* [WHAT THE TASK ASKS] Every record is to be returned as written, with no omissions.

────────────────

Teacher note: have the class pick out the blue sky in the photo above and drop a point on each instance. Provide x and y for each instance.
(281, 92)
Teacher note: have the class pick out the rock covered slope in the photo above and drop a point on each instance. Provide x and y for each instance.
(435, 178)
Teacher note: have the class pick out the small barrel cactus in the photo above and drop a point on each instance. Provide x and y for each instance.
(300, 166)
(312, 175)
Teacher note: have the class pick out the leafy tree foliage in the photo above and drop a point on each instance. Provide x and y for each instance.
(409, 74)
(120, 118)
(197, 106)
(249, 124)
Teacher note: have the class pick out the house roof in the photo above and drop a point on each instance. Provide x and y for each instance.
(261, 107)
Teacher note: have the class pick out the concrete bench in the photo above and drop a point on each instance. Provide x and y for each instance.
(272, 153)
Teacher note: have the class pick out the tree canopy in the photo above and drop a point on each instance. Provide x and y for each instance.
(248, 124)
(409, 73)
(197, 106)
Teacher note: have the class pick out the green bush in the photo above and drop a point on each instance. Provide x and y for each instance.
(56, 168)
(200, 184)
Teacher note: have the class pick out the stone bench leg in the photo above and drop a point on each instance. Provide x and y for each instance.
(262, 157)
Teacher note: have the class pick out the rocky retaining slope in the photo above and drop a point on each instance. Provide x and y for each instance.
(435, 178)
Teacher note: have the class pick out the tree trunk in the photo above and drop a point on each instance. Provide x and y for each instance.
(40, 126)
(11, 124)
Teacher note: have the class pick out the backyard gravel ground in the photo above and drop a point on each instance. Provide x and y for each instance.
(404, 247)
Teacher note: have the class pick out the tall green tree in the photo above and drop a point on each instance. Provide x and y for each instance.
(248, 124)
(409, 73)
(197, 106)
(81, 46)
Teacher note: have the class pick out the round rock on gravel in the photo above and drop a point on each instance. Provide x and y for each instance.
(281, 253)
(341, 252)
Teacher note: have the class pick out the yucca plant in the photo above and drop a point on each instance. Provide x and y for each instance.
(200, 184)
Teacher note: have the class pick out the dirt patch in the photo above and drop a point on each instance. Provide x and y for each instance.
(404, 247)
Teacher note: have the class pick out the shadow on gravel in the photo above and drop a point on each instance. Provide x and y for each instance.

────────────────

* [RESULT]
Teacher note: have the class pick out the blue sky in the photo above and drop a point on each instance. Provide x and y for each instance.
(281, 92)
Teacher note: have the class pick out the rock covered slope in the photo above and drop a point on each instance. Provide x and y for each instance.
(435, 178)
Teacher note: have the class pick out the small barrel cactus in the photo above and drop a point on each instance. Provide x and y for each instance.
(300, 166)
(312, 175)
Teacher note: have the class pick out the leafy tree foliage in the photo above and drop a point on each instance. Provide x and y for each instance.
(409, 74)
(120, 118)
(197, 106)
(249, 124)
Teacher note: have the class pick out the house roof in the photo above and drop a point on each instance. Provide x and y for each instance.
(261, 107)
Teacher note: have the class pick out the concrete bench in the photo above and drop a point on each instance. Provide x and y for each instance.
(272, 153)
Teacher note: have the class pick out the tree canopy in the photo above and drop a point on each instance. Provide x and y for each instance.
(248, 124)
(409, 73)
(197, 106)
Teacher note: have the class pick out the green bush in the photo above and drop a point on each instance. Provide x and y for each instance.
(56, 168)
(200, 184)
Teacher note: have the class pick out the stone bench leg in the photo above and drop a point on each instance. Provide x and y for each instance.
(262, 157)
Teacher note: have the class pick out the rocky retaining slope in the photo above and drop a point on each instance. Provide x and y for each instance.
(435, 178)
Teacher note: have the class pick out the tree trunk in the photo above and drop a point on each instance. Provide x and y for each instance.
(40, 126)
(11, 124)
Teacher note: have the class pick out the backyard gravel ground in the photo above and drop a point on each instance. Provide x and y for each instance.
(404, 247)
Teacher note: have the class pick out the tall green tree in the photo above and drop a point on each instance. Provide x and y for each instance.
(248, 124)
(409, 73)
(197, 106)
(81, 46)
Teacher note: have the class pick out the round rock on gravel in the photo above and drop a point on each instance. Provide x and y for each instance.
(281, 253)
(341, 252)
Teacher note: have the class pick out the yucca plant in the photo above and drop a point on each instance. Provide x and y for each instance.
(200, 184)
Teacher note: have the class pick out the dirt patch in the photo above and drop a point on each instance. Provide x and y for each instance.
(404, 247)
Teacher note: have the class pick out the shadow on gravel in the photo above and drop a point on each instance. Provide x and y for each instance.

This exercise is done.